» Consegna:
Puoi riportare parola per parola il passo dell'estratto sul concorso in peculato che va da "La Corte di" fino a "vendite ‘in nero’.", quest'ultimo compreso?

» Estratto del documento:
■ ■ ■ ■ ■
Concorso in Peculato: l’Estraneo può Rispondere del Reato del Pubblico Ufficiale?

La Corte di Cassazione, con la sentenza in esame, affronta un’importante questione sul concorso in peculato, chiarendo i limiti e le condizioni di responsabilità di un soggetto privato (extraneus) che partecipa all’appropriazione di beni gestiti da un pubblico ufficiale. Il caso riguarda la gestione di un’azienda confiscata alla criminalità organizzata, dove i familiari del precedente proprietario, con la connivenza dell’amministratore giudiziario, continuavano a trarre profitto attraverso vendite ‘in nero’.

I Fatti di Causa

Il ricorrente, figlio di un soggetto condannato per associazione mafiosa, era stato sottoposto a custodia cautelare in carcere per i reati di peculato e partecipazione ad associazione mafiosa. L’accusa si fondava sulla sua ingerenza nella gestione di un’azienda di famiglia, che era stata confiscata e affidata a un amministratore giudiziario.
■ ■ ■ ■ ■
» Dati forniti:
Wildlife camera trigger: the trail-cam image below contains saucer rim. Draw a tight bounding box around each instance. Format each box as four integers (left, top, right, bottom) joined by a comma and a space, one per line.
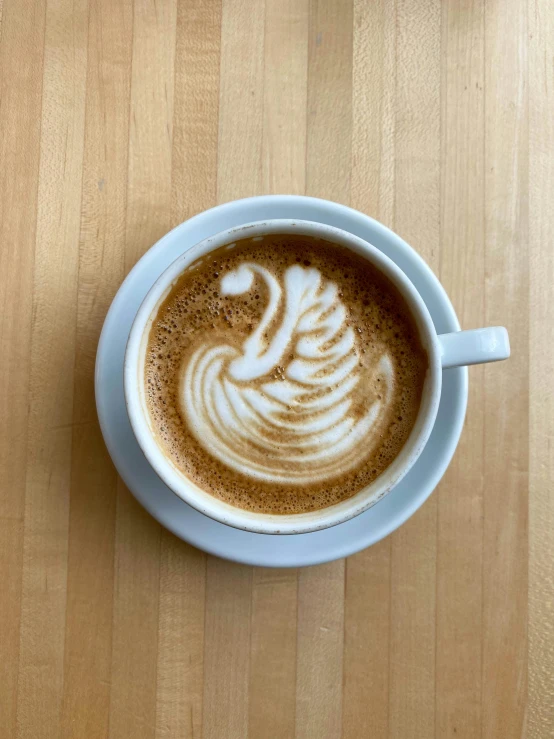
■ ■ ■ ■ ■
» Risultato:
La Corte di Cassazione, con la sentenza in esame, affronta un’importante questione sul concorso in peculato, chiarendo i limiti e le condizioni di responsabilità di un soggetto privato (extraneus) che partecipa all’appropriazione di beni gestiti da un pubblico ufficiale. Il caso riguarda la gestione di un’azienda confiscata alla criminalità organizzata, dove i familiari del precedente proprietario, con la connivenza dell’amministratore giudiziario, continuavano a trarre profitto attraverso vendite ‘in nero’.